- **Material provided**
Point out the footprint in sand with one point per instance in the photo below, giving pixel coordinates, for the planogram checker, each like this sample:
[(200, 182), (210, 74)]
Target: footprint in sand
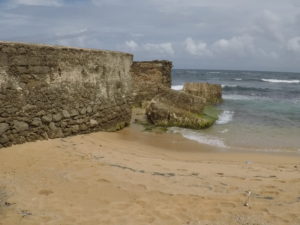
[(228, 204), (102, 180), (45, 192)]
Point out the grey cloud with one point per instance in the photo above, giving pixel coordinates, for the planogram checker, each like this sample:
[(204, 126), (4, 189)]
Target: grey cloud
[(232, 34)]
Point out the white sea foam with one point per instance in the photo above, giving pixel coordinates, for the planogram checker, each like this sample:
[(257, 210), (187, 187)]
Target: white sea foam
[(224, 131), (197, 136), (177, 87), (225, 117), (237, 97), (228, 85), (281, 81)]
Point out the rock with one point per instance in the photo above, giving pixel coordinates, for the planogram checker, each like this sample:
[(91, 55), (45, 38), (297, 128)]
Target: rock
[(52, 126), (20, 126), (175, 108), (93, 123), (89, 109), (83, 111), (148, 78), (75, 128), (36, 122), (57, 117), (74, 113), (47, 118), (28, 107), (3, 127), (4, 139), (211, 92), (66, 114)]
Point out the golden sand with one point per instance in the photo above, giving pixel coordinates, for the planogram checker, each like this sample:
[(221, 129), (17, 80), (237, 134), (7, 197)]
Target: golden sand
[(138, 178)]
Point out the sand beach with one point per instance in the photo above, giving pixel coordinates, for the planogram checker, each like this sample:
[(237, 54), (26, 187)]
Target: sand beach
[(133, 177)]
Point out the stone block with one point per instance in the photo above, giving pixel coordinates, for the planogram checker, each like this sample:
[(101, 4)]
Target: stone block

- **Written problem**
Reproduce every item above word for word, omitting the pictures.

- **Exercise solution**
Point out the footprint in sand with one point per instance in the photo below, giving pixel coordinates, for the planogram checker, each like this sample:
[(200, 182), (210, 74)]
Target: footprint in sand
[(228, 204), (102, 180), (45, 192)]
Point out the grey cloud with one point per instance in the photo above, giving pixel coordinates, for the planogram checker, each like this sample:
[(204, 126), (4, 189)]
Target: grey cloud
[(232, 34)]
Point out the white sea foam with one point per instance in the photo above, giving pixel coordinates, for the planogram checker, each like this sample:
[(257, 210), (187, 187)]
Target: white sea foam
[(224, 131), (197, 136), (177, 87), (225, 117), (237, 97), (228, 85), (281, 81)]
Point out the rock with one point per instance in the photo above, giving pixel coordinates, for the planogram checker, each like this sample:
[(91, 55), (45, 38), (297, 128)]
Target: rock
[(52, 126), (20, 126), (175, 108), (93, 123), (89, 109), (83, 111), (148, 78), (75, 128), (36, 122), (57, 117), (74, 113), (47, 118), (28, 107), (3, 127), (4, 139), (211, 92), (66, 114)]
Point out the golden sand with one point per instance in the photo above, giving pixel coordinates, for the planogram checker, each like this sample:
[(221, 129), (17, 80), (237, 134), (7, 197)]
Target: golden sand
[(138, 178)]
Point out the sand beach with one point per instance in the photo above, giving pixel coordinates, for the planogram checker, each like this sample:
[(237, 54), (26, 187)]
Target: sand beach
[(133, 177)]
Point out the stone block with one point per instance in the photo above, giving pixel coordinates, for the planogram checker, each like this sample:
[(101, 4)]
Target: stone block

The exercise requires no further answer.